-- Begin Provided information --

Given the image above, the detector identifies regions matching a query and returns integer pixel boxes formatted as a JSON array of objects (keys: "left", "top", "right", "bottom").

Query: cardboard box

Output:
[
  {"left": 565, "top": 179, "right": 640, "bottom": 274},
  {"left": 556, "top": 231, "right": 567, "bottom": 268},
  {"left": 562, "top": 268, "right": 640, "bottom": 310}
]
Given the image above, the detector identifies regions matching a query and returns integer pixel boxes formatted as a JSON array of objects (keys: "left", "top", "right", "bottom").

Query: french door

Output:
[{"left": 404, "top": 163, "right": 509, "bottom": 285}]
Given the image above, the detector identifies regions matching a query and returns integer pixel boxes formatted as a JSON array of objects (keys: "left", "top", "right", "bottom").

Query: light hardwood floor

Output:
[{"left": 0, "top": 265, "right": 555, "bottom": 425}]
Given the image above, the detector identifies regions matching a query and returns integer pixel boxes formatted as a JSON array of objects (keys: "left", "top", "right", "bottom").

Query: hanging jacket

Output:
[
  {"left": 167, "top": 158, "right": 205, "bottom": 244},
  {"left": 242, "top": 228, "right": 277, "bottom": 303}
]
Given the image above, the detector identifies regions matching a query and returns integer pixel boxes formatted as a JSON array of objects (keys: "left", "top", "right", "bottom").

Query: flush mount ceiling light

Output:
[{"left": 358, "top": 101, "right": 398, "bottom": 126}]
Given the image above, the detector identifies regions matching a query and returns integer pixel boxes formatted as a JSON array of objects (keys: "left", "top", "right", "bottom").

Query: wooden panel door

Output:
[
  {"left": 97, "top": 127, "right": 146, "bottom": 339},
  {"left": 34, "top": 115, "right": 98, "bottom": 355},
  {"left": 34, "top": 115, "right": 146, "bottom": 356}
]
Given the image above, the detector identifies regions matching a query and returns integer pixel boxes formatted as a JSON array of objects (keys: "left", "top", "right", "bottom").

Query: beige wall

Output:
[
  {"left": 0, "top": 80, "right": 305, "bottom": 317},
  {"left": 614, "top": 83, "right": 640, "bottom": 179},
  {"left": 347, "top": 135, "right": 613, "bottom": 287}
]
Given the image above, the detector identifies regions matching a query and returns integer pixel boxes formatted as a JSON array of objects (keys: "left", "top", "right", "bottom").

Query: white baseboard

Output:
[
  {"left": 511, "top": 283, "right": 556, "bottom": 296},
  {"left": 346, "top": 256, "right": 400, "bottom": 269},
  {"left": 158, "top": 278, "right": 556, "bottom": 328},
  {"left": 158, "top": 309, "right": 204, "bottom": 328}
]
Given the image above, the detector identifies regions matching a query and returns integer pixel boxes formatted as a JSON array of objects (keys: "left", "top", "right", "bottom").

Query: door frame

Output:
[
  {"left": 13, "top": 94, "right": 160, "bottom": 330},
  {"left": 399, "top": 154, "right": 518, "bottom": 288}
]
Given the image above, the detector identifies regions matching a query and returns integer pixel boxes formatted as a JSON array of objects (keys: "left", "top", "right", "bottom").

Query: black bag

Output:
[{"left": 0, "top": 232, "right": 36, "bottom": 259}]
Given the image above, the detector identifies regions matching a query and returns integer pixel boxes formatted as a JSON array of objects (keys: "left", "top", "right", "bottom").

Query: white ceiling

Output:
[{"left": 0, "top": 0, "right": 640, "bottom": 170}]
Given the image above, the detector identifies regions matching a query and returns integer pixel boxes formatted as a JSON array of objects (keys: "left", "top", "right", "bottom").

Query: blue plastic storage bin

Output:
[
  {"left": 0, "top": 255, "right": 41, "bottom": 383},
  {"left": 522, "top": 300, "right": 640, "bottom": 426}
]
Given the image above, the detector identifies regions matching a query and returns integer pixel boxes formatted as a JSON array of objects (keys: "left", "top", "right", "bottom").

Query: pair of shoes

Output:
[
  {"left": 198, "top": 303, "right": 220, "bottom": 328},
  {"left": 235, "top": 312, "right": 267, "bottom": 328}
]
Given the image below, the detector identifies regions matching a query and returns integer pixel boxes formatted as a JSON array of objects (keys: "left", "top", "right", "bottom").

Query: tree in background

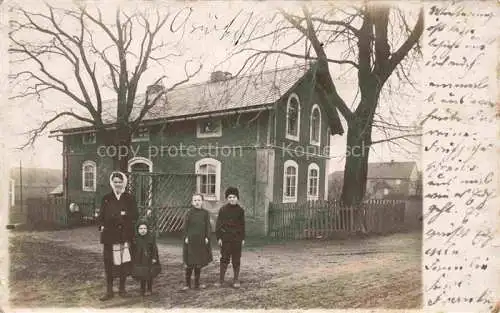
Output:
[
  {"left": 225, "top": 3, "right": 424, "bottom": 205},
  {"left": 9, "top": 4, "right": 201, "bottom": 171}
]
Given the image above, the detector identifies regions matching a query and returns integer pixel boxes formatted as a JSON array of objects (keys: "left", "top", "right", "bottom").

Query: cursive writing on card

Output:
[{"left": 421, "top": 2, "right": 498, "bottom": 312}]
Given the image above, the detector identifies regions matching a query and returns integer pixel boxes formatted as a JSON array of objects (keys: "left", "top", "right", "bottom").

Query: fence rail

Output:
[
  {"left": 269, "top": 200, "right": 405, "bottom": 239},
  {"left": 26, "top": 198, "right": 68, "bottom": 227},
  {"left": 139, "top": 206, "right": 189, "bottom": 234}
]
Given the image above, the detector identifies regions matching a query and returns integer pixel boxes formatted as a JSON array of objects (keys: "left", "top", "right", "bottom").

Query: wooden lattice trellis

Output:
[{"left": 128, "top": 172, "right": 196, "bottom": 234}]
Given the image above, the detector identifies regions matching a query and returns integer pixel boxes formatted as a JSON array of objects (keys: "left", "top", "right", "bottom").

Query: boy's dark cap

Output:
[{"left": 225, "top": 187, "right": 240, "bottom": 199}]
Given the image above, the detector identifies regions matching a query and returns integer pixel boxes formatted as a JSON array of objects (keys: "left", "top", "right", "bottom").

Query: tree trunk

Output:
[{"left": 341, "top": 123, "right": 371, "bottom": 206}]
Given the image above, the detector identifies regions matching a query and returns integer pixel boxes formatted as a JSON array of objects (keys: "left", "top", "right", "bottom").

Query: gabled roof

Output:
[
  {"left": 10, "top": 167, "right": 63, "bottom": 188},
  {"left": 52, "top": 65, "right": 309, "bottom": 132},
  {"left": 328, "top": 162, "right": 417, "bottom": 181},
  {"left": 49, "top": 184, "right": 64, "bottom": 195}
]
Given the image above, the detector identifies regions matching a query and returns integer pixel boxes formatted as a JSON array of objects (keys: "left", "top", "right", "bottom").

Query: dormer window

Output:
[
  {"left": 196, "top": 119, "right": 222, "bottom": 138},
  {"left": 286, "top": 94, "right": 300, "bottom": 141},
  {"left": 309, "top": 104, "right": 321, "bottom": 146},
  {"left": 132, "top": 127, "right": 149, "bottom": 142},
  {"left": 82, "top": 132, "right": 96, "bottom": 145}
]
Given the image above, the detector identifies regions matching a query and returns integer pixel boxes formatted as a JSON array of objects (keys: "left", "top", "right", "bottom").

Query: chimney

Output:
[
  {"left": 210, "top": 71, "right": 233, "bottom": 83},
  {"left": 146, "top": 84, "right": 165, "bottom": 102}
]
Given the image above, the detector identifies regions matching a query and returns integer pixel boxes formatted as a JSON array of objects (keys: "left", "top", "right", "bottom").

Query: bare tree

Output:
[
  {"left": 9, "top": 4, "right": 201, "bottom": 171},
  {"left": 223, "top": 3, "right": 424, "bottom": 205}
]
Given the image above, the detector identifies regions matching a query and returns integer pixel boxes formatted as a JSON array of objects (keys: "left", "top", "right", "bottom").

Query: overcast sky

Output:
[{"left": 0, "top": 1, "right": 421, "bottom": 171}]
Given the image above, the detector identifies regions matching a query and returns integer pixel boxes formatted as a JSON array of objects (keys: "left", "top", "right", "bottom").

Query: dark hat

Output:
[{"left": 225, "top": 187, "right": 240, "bottom": 199}]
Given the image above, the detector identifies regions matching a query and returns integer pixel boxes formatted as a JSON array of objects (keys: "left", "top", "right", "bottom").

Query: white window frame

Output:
[
  {"left": 307, "top": 163, "right": 320, "bottom": 201},
  {"left": 194, "top": 158, "right": 221, "bottom": 201},
  {"left": 285, "top": 93, "right": 300, "bottom": 141},
  {"left": 82, "top": 160, "right": 97, "bottom": 192},
  {"left": 131, "top": 127, "right": 150, "bottom": 142},
  {"left": 309, "top": 104, "right": 322, "bottom": 146},
  {"left": 283, "top": 160, "right": 299, "bottom": 203},
  {"left": 196, "top": 119, "right": 222, "bottom": 138},
  {"left": 82, "top": 132, "right": 97, "bottom": 145}
]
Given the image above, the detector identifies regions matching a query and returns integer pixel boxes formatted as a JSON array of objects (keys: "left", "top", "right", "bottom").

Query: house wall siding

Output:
[{"left": 64, "top": 111, "right": 269, "bottom": 232}]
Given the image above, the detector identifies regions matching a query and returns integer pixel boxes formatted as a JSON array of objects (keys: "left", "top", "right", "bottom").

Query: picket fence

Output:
[
  {"left": 26, "top": 198, "right": 68, "bottom": 228},
  {"left": 268, "top": 200, "right": 405, "bottom": 240}
]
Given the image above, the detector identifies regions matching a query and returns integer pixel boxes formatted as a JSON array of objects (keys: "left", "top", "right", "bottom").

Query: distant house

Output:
[
  {"left": 52, "top": 62, "right": 342, "bottom": 234},
  {"left": 329, "top": 161, "right": 422, "bottom": 199},
  {"left": 49, "top": 184, "right": 64, "bottom": 197},
  {"left": 9, "top": 167, "right": 63, "bottom": 223}
]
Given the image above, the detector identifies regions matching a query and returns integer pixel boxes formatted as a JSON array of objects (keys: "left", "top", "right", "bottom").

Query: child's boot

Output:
[
  {"left": 99, "top": 277, "right": 114, "bottom": 301},
  {"left": 182, "top": 267, "right": 193, "bottom": 291},
  {"left": 194, "top": 268, "right": 207, "bottom": 289},
  {"left": 215, "top": 263, "right": 227, "bottom": 287},
  {"left": 233, "top": 264, "right": 240, "bottom": 288}
]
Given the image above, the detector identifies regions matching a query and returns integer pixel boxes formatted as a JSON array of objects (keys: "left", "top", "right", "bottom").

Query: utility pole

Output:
[{"left": 19, "top": 160, "right": 23, "bottom": 212}]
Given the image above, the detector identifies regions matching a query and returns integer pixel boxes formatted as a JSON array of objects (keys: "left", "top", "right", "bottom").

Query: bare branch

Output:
[
  {"left": 132, "top": 62, "right": 203, "bottom": 128},
  {"left": 17, "top": 112, "right": 95, "bottom": 150},
  {"left": 371, "top": 134, "right": 422, "bottom": 145}
]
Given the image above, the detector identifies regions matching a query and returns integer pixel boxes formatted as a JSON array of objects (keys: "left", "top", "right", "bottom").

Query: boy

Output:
[
  {"left": 181, "top": 193, "right": 213, "bottom": 291},
  {"left": 215, "top": 187, "right": 245, "bottom": 288}
]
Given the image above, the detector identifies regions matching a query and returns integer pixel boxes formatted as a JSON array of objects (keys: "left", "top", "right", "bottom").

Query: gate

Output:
[{"left": 128, "top": 172, "right": 197, "bottom": 233}]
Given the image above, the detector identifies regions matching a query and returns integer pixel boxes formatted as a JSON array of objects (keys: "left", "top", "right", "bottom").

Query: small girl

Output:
[
  {"left": 182, "top": 194, "right": 213, "bottom": 290},
  {"left": 133, "top": 221, "right": 161, "bottom": 296}
]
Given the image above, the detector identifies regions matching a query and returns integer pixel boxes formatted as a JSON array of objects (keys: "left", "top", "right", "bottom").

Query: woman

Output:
[{"left": 97, "top": 172, "right": 139, "bottom": 301}]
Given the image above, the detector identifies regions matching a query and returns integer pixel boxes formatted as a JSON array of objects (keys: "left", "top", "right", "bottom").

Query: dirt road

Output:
[{"left": 9, "top": 227, "right": 422, "bottom": 309}]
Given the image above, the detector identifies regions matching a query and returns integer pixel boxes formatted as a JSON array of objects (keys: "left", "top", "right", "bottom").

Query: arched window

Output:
[
  {"left": 307, "top": 163, "right": 319, "bottom": 201},
  {"left": 283, "top": 160, "right": 299, "bottom": 203},
  {"left": 286, "top": 93, "right": 300, "bottom": 141},
  {"left": 195, "top": 158, "right": 221, "bottom": 200},
  {"left": 82, "top": 161, "right": 97, "bottom": 191},
  {"left": 309, "top": 104, "right": 321, "bottom": 146}
]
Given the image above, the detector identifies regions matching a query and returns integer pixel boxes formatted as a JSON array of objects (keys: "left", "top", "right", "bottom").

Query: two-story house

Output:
[{"left": 53, "top": 66, "right": 342, "bottom": 233}]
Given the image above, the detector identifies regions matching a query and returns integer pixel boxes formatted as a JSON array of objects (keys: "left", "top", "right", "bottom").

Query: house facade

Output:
[{"left": 54, "top": 63, "right": 346, "bottom": 234}]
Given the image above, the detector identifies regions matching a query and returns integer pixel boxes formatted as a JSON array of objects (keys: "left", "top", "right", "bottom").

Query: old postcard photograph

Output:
[{"left": 0, "top": 0, "right": 500, "bottom": 313}]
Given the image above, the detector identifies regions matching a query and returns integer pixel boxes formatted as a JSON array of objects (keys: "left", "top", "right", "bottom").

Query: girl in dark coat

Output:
[
  {"left": 182, "top": 194, "right": 213, "bottom": 290},
  {"left": 133, "top": 221, "right": 160, "bottom": 296},
  {"left": 97, "top": 172, "right": 138, "bottom": 301}
]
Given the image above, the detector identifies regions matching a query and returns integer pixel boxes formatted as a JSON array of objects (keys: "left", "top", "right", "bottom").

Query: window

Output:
[
  {"left": 82, "top": 132, "right": 95, "bottom": 145},
  {"left": 195, "top": 158, "right": 221, "bottom": 200},
  {"left": 307, "top": 163, "right": 319, "bottom": 201},
  {"left": 309, "top": 104, "right": 321, "bottom": 146},
  {"left": 82, "top": 161, "right": 96, "bottom": 191},
  {"left": 286, "top": 94, "right": 300, "bottom": 141},
  {"left": 196, "top": 119, "right": 222, "bottom": 138},
  {"left": 283, "top": 160, "right": 299, "bottom": 203},
  {"left": 132, "top": 127, "right": 149, "bottom": 142},
  {"left": 128, "top": 157, "right": 153, "bottom": 206}
]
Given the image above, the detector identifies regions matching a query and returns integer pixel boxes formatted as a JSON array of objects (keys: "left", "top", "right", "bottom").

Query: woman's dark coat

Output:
[
  {"left": 97, "top": 192, "right": 139, "bottom": 244},
  {"left": 183, "top": 208, "right": 213, "bottom": 267}
]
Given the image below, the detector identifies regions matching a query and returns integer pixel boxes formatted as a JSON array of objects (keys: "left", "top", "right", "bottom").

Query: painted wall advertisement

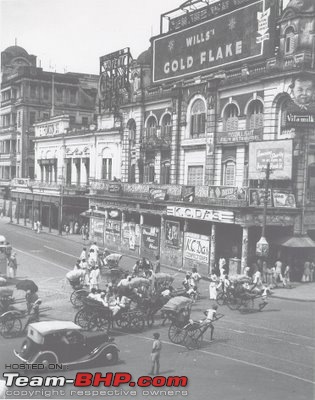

-- End Provided information --

Short task
Pull out every line of the items above that contains the word "door". Only matches with the same capitalization count.

The completed task
Query: french door
Query: wooden panel door
Query: door frame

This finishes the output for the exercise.